Find the line containing "Consider the photo above. For every instance of the grass, which", then output it and every line after it through the end of the listing below, exactly as written.

Given records:
— BEGIN —

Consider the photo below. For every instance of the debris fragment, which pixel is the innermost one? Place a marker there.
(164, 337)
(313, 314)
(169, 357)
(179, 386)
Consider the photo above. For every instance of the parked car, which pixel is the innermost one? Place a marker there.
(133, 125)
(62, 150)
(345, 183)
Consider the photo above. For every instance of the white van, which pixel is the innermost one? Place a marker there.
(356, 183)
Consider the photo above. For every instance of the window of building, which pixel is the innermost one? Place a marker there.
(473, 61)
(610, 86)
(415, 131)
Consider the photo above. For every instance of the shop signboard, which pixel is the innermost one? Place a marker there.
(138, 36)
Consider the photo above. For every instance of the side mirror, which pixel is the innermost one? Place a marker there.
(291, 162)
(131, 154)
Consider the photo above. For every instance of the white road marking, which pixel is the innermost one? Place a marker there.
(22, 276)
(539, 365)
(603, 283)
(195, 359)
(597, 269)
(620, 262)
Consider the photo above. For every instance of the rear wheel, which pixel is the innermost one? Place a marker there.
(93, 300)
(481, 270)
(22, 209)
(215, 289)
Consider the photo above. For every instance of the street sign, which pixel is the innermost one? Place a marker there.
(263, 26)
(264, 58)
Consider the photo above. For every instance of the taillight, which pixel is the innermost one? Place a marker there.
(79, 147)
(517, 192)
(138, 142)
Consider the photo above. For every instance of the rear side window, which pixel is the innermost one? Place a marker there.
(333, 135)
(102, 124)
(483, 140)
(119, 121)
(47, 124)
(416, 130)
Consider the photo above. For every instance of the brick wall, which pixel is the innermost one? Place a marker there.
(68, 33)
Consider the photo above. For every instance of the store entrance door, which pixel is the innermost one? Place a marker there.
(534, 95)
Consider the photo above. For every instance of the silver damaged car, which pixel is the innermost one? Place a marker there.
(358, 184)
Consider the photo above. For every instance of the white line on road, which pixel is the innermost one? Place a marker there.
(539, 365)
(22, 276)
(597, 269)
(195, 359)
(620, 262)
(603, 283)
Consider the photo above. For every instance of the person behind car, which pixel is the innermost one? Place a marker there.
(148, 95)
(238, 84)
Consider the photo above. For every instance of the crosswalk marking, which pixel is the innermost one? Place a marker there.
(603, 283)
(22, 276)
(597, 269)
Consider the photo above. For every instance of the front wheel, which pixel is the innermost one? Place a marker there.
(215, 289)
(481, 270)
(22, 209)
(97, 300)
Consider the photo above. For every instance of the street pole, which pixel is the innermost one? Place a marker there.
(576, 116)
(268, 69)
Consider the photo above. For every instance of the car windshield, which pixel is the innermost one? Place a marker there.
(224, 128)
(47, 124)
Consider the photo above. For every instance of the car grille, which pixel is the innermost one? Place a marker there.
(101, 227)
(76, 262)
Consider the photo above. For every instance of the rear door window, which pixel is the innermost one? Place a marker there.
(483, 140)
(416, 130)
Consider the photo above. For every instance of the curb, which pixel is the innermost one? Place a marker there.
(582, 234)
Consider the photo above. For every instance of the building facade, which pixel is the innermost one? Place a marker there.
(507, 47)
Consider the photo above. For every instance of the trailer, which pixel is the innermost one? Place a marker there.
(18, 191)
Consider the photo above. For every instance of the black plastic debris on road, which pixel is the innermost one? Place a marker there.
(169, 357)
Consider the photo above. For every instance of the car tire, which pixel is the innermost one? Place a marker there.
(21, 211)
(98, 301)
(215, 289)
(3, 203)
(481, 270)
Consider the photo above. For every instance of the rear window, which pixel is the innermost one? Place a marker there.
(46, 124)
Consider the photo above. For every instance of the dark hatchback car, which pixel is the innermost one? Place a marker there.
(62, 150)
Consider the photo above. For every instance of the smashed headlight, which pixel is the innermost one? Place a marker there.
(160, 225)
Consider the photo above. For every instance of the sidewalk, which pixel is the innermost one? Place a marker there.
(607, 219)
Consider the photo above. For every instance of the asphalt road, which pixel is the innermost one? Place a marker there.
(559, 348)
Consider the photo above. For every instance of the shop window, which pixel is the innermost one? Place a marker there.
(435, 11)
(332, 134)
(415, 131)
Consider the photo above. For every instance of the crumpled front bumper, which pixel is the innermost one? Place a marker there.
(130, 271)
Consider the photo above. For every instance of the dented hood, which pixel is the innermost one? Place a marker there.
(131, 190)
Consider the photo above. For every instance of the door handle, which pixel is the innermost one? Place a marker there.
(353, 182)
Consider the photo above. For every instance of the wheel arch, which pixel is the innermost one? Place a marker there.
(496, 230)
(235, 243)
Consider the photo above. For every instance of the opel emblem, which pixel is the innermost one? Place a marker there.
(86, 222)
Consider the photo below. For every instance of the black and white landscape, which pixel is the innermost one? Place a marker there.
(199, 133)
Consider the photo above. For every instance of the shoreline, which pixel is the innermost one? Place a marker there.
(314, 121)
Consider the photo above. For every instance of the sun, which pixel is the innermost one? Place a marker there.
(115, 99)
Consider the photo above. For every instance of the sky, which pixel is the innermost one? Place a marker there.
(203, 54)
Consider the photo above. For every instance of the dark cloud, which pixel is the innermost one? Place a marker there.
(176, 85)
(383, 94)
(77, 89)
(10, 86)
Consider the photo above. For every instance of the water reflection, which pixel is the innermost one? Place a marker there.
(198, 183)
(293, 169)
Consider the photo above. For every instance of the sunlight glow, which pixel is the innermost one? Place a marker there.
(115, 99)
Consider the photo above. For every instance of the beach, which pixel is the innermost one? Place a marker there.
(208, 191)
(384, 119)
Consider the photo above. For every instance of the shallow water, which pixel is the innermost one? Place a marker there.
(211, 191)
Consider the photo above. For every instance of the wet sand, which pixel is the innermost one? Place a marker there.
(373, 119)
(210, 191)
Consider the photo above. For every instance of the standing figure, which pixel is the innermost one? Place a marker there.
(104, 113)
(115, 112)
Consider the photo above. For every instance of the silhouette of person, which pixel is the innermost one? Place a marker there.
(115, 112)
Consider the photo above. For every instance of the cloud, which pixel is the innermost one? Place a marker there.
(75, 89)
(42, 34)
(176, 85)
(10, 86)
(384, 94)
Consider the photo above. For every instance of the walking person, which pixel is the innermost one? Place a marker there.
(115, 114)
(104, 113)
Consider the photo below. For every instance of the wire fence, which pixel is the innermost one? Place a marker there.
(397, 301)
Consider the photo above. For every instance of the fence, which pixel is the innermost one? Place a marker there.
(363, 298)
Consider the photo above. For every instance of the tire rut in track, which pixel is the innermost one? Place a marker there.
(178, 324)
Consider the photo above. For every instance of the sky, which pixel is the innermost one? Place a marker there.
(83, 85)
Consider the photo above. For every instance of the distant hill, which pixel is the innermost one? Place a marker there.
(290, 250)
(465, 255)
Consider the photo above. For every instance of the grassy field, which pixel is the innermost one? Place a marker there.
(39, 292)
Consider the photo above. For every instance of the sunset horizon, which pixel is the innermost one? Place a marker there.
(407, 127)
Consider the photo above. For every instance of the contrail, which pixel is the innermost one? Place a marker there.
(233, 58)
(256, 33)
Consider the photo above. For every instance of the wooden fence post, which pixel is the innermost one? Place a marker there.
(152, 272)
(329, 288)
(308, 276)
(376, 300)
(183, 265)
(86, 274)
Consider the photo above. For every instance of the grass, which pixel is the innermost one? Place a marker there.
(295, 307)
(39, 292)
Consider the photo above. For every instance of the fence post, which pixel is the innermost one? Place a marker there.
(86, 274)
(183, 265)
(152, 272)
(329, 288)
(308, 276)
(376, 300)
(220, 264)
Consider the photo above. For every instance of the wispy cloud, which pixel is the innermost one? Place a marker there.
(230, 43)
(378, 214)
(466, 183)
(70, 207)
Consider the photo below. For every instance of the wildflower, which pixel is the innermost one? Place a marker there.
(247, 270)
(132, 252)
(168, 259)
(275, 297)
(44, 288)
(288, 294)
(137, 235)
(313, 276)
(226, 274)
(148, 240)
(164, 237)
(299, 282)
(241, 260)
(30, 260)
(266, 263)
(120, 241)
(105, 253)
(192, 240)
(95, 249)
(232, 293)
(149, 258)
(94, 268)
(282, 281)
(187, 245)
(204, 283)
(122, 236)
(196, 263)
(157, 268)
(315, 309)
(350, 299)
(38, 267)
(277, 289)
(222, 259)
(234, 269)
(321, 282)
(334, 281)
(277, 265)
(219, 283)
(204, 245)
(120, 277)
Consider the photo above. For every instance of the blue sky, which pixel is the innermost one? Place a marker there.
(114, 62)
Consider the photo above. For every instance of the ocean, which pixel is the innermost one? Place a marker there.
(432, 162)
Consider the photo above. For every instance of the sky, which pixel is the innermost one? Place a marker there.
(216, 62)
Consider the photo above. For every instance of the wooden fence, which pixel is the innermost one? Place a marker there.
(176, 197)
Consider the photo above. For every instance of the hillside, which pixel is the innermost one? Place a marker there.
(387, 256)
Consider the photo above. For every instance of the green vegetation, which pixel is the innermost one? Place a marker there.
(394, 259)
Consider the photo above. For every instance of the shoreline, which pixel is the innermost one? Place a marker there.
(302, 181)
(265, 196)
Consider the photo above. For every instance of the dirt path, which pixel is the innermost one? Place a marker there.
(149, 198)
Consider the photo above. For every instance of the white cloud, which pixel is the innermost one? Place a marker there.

— END —

Final result:
Consider the photo above. For every instance of the grass, which pixel is the innermost one? Place a marker there.
(295, 307)
(39, 292)
Consider the photo above. For every instance of the fence post, which pixel is the innermost one? Place a marker there.
(86, 274)
(183, 265)
(152, 272)
(329, 288)
(308, 276)
(376, 300)
(220, 264)
Consider the photo above. For every instance of the wispy cloud, which pixel is the innermost one? Place a marker there.
(230, 43)
(378, 214)
(466, 183)
(70, 207)
Consider the photo below. For every instance of the wildflower, which pixel is the innermost one? Place a marker there.
(247, 270)
(132, 252)
(168, 259)
(275, 297)
(44, 288)
(288, 294)
(137, 235)
(313, 276)
(226, 274)
(148, 240)
(164, 237)
(299, 282)
(241, 260)
(30, 260)
(266, 263)
(120, 241)
(105, 253)
(192, 240)
(95, 249)
(232, 293)
(149, 258)
(94, 268)
(282, 281)
(187, 245)
(204, 283)
(122, 236)
(196, 263)
(157, 268)
(315, 309)
(350, 299)
(38, 267)
(277, 289)
(222, 259)
(234, 269)
(321, 282)
(334, 281)
(277, 265)
(219, 283)
(204, 245)
(120, 277)
Consider the photo above. For every instance of the blue sky, which pixel is the innermost one? Place a marker there.
(114, 62)
Consider the photo above. For every instance of the ocean, which pixel is the innermost one? Place a marker there.
(432, 162)
Consider the photo above. For every instance of the sky, which pixel is the innermost one? Place a marker there.
(216, 62)
Consider the photo above. For every instance of the wooden fence, which pixel is the innermost one? Place a marker there.
(176, 197)
Consider the photo above. For every instance of the hillside, which pixel is the innermost one? Place a marker there.
(387, 256)
Consider the photo above. For every instance of the green vegetation, which pixel is the innermost one? Place a marker there.
(394, 259)
Consider the photo above. For every instance of the shoreline, which pixel is the innermost one? Place a marker there.
(302, 181)
(265, 196)
Consider the photo above. For every instance of the dirt path, which pixel is the innermost one? Place a marker there.
(149, 198)
Consider the photo above. For every instance of the white cloud, which pixel is the innermost one? Place a marker there.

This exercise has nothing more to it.